TEXTO DE LECTURA:
↓↓↓

Cada que algo rebasa o se escapa de esta misión imposible, con tremenda velocidad, agilidad y una insistencia admirable, lo reinscribimos dentro de nuestro modelo habitual. Somos como una especie de MacGyver holográfico, volteando toda situación a ventaja de nuestra preciada fantasía de seguridad ontológica. Que nada nos toque, que nada nos cambie, que nada nos mueva…Pero claro, que los demás nos reconozcan por lo profundas que han sido nuestras vivencias, por lo especiales que somos. Ya sea que vayamos a las islas de Fiji a tener orgías en pañales o andemos de rodillas a la Villa, ya sea que nos rapemos la cabeza y no comamos más que hígado por 40 días o hagamos miles de postraciones en el Tibet antes (o después) de ir a Ibiza, o que cotorreemos con Tom Cruise y John Travolta en una convención Dianética, en general no hacemos más que procurar aprobación y ventaja. Huir de la humillación, correr hacia los aplausos (¿qué, nadie vio American Idol?).
Es peculiar que a pesar de lo inmersos que estamos—y quizás gracias a ello—, solemos obviar que la cosmovisión más en boga hoy día es el capitalismo. Si bien, cuando decimos Cristianismo o Maradonismo, nos referimos a la ciega afinidad y ferviente devoción para con Cristo o Maradona. Sin embargo, pasamos por alto que ahora somos fieles piadosos del capital. Admiramos las experiencias y sofisticaciones que el capital provee, el carisma y la superioridad que supone infundir como misterio en los sujetos que más poseen, el quesque sentido común y soluciones rápidas que ofrece. El Zen capitalista light: que nada te afecte, vive en el momento (¿cuál momento y cuánto cuesta?). ¿Qué mejor ejemplo de ello que el avasallador y siniestro auge que exhiben personajes como el Dr. Jesús Miranda (Cristo Hombre), o Madonna con sus matemáticas intergalácticas y baños de lluvia? ¿Y qué síntoma más nauseabundo que el trepidante éxito de la neurosis obsesiva por medio de El Secreto? ¿O qué tal que los grandes empresarios (del narco) se vuelven santos?

↑↑↑

REQUISITOS DEL EJERCICIO:
**A)** Reescriba de forma más breve el párrafo del texto de lectura que comienza con «Es peculiar que a pesar de lo inmersos», conservando sus datos principales.
**B)** Prosiga el texto de lectura a partir de su última oración, con uno o dos párrafos que mantengan su tono.

DATOS SIN PROCESAR:

↓↓↓

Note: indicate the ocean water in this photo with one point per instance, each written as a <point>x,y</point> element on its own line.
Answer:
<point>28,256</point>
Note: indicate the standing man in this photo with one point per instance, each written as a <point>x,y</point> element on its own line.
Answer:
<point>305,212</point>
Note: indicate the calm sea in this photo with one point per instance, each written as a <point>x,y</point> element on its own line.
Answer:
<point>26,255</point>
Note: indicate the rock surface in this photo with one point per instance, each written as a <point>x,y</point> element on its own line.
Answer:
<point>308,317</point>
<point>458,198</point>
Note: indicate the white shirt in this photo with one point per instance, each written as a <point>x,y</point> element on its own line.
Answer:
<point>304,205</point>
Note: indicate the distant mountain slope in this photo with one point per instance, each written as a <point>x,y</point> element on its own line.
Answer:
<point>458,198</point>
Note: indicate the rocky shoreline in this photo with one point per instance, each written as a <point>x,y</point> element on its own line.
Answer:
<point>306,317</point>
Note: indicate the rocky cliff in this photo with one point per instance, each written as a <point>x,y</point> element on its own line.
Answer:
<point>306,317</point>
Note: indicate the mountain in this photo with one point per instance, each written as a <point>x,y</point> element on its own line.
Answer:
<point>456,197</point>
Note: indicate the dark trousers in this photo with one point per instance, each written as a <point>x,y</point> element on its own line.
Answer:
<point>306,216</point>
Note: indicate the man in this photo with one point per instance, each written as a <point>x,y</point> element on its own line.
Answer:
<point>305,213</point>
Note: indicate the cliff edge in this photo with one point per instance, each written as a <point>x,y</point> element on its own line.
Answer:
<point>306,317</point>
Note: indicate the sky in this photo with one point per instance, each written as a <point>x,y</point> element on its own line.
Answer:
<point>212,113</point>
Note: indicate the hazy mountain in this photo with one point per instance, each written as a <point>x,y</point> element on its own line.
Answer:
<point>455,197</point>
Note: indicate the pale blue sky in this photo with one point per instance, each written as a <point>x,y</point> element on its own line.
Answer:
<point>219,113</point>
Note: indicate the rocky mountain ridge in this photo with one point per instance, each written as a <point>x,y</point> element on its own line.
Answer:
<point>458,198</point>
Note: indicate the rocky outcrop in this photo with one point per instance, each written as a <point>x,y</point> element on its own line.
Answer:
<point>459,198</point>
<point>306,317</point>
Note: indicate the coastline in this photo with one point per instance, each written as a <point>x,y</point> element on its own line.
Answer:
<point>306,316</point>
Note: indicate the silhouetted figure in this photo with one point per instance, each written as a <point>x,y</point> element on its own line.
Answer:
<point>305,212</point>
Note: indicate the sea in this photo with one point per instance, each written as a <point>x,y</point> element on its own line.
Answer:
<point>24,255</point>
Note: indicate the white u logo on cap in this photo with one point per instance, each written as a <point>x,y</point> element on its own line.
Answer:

↑↑↑
↓↓↓

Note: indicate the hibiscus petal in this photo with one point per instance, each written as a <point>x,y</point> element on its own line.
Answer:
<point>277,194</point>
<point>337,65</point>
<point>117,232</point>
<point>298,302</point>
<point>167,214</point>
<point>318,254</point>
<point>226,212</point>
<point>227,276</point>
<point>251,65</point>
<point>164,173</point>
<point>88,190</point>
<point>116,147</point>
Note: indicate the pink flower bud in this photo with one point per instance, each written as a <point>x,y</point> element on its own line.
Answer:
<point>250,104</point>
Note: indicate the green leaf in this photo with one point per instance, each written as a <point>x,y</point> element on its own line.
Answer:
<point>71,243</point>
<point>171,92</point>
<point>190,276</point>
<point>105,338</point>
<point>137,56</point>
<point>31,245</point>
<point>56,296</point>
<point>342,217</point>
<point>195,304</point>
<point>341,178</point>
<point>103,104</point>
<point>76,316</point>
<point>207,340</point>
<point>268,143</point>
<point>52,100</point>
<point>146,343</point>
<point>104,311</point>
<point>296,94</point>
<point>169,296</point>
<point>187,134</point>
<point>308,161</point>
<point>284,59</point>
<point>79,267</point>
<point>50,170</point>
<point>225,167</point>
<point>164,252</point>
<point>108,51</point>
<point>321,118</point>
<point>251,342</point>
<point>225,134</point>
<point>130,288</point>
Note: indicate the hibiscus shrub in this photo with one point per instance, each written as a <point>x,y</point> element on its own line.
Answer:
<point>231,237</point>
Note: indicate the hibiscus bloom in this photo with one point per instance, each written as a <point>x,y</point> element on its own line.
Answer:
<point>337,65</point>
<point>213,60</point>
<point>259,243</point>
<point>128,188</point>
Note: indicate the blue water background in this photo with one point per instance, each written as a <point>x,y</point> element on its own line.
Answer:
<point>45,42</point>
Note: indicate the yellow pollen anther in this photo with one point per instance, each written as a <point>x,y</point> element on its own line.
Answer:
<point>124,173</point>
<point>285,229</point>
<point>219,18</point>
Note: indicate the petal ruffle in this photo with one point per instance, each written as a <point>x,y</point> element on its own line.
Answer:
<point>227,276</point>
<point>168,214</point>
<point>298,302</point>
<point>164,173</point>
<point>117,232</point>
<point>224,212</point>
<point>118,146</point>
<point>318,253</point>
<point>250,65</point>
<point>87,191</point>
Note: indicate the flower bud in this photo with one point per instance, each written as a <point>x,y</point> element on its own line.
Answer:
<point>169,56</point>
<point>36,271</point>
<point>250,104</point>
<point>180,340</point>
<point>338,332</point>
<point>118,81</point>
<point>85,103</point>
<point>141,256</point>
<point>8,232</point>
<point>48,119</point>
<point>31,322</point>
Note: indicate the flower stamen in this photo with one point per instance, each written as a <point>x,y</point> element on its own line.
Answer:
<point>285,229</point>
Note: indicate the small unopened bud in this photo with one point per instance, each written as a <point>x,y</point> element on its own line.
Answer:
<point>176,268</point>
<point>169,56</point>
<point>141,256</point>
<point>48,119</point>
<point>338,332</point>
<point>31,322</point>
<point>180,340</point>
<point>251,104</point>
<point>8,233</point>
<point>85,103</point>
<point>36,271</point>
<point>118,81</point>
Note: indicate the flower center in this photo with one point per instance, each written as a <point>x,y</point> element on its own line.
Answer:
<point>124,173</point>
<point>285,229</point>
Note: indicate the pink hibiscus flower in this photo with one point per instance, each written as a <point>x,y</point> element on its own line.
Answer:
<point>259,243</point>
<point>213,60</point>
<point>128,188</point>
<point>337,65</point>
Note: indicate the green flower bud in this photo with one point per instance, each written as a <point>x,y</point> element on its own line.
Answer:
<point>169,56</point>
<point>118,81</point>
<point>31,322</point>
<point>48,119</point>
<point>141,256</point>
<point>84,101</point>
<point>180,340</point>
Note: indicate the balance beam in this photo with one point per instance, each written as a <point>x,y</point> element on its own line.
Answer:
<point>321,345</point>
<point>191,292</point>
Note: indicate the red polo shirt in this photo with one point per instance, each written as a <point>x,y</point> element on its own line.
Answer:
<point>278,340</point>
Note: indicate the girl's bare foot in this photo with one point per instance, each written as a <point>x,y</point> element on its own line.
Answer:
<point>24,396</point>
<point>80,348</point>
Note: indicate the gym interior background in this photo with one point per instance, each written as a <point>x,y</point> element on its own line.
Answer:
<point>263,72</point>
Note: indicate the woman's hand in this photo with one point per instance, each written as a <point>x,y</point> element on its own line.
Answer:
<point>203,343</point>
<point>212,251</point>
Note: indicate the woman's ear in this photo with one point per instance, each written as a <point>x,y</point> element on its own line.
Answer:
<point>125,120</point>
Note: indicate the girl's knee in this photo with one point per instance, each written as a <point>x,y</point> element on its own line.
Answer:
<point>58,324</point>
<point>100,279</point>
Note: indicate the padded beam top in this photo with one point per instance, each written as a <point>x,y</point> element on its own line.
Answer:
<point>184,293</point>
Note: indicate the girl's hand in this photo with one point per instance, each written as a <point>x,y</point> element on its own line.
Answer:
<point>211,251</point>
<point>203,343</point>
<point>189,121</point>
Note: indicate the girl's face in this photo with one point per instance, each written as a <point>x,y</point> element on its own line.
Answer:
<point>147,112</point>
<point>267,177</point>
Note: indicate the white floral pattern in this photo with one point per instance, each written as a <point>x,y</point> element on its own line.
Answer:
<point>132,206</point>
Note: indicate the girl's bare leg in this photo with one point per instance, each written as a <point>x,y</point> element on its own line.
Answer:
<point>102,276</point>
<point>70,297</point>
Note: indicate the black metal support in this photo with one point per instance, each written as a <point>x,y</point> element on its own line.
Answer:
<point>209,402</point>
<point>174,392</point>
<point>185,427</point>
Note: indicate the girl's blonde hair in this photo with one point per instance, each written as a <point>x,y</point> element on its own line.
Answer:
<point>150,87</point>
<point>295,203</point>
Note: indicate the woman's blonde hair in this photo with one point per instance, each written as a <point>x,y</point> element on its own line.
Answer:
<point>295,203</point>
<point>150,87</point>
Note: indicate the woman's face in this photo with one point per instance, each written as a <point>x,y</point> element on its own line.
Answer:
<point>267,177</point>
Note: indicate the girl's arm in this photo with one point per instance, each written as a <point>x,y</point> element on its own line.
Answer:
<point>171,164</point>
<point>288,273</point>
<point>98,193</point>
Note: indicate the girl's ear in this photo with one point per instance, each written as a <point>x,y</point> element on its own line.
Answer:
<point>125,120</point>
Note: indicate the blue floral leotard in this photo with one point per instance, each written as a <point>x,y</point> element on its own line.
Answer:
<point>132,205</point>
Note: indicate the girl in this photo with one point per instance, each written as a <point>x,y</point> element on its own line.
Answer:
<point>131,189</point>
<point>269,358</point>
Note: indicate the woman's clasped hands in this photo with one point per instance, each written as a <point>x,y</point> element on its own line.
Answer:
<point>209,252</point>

↑↑↑
↓↓↓

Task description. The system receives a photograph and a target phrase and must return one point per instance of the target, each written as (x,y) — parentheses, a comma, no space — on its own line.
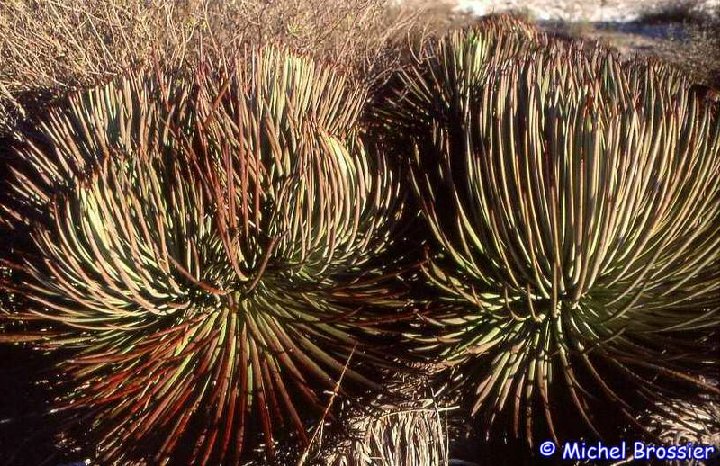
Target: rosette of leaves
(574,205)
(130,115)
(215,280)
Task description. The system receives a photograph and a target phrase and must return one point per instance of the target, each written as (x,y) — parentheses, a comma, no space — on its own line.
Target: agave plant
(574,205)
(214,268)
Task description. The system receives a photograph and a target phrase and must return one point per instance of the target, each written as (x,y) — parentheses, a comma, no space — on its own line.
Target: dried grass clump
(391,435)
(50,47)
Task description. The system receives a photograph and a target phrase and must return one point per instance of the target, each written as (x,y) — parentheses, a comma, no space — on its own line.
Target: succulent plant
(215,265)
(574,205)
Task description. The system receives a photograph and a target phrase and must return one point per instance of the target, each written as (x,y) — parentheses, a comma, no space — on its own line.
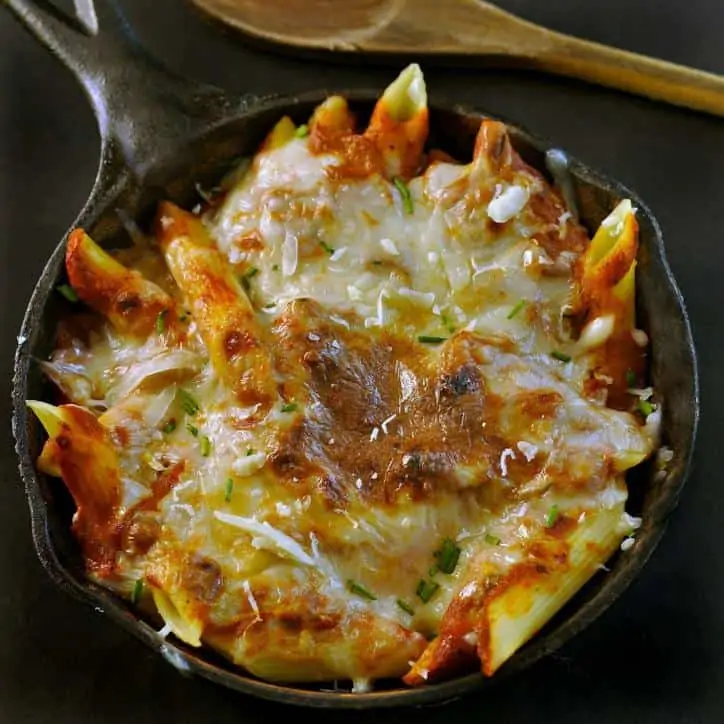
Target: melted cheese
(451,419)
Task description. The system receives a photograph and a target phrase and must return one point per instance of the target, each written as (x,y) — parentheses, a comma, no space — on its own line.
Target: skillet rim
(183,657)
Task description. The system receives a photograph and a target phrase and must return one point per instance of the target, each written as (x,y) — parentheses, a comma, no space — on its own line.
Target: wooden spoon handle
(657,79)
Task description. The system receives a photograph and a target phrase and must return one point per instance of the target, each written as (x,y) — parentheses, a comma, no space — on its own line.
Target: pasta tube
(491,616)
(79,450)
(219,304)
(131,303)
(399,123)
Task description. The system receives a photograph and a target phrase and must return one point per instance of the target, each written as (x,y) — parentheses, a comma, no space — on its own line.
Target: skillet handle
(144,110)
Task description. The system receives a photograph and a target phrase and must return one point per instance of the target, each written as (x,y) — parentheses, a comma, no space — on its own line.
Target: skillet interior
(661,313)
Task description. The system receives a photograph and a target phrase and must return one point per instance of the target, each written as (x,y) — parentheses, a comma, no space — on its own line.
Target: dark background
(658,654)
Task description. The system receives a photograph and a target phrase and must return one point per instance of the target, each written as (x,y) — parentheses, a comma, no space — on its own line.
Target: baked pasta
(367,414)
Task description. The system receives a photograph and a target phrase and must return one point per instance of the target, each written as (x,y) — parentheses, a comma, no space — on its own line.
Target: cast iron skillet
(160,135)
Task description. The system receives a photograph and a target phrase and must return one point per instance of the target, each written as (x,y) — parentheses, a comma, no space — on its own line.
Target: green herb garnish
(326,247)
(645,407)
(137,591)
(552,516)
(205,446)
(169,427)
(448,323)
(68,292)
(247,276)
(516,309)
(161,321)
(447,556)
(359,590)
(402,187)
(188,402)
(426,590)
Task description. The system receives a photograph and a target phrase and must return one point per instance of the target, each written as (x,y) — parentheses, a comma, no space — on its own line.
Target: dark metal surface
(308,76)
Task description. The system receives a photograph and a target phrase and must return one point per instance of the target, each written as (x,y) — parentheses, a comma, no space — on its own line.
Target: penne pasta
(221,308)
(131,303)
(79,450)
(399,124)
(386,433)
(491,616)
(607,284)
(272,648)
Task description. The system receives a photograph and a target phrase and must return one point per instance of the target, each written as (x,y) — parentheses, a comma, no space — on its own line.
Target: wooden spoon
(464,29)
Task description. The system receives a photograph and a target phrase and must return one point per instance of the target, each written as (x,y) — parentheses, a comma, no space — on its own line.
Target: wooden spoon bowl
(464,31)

↑↑↑

SUS RESPUESTAS:
**A)** Aunque vivimos inmersos en él, solemos pasar por alto que el capitalismo es la cosmovisión más en boga hoy día. Así como hablamos de la devoción por Cristo o por Maradona, ahora somos fieles piadosos del capital. Admiramos las experiencias y sofisticaciones que provee, el carisma y la superioridad que se atribuyen a quienes más poseen, y su supuesto sentido común y sus soluciones rápidas. Todo ello se resume en un «Zen capitalista light»: que nada te afecte, vive en el momento. Lo ejemplifican el auge de personajes como el Dr. Jesús Miranda (Cristo Hombre) o Madonna, el éxito de El Secreto y la santificación de los grandes empresarios del narco.

**B)**
Y cómo no iba a suceder esto, si nuestra concepción de Espiritual es más difusa y tambaleante que la vida de José José. El diccionario ofrece lo siguiente: Referente al espíritu, ¿Qué diablos es eso del “espíritu”? (¿No se les dice así a los vinos?) Para cerrar me gustaría proponer lo siguiente: la espiritualidad se refiere a las prácticas de la subjetividad; técnicas que revelan su naturaleza, sus características, su plasticidad; métodos que alumbran el asombro mismo que nos constituye. La espiritualidad alude, así mismo, a las instancias—a menudo accidentales—en las cuales la delirante división sujeto/objeto es interferida y deconstruida por una inmanencia viral. Por ejemplo, una práctica que me parece atinada para describir la espiritualidad, vendría a ser la meditatio mortem. Es decir, una contemplación sobre la propia muerte, que nos restituye a una apreciación fulgurante del mundo.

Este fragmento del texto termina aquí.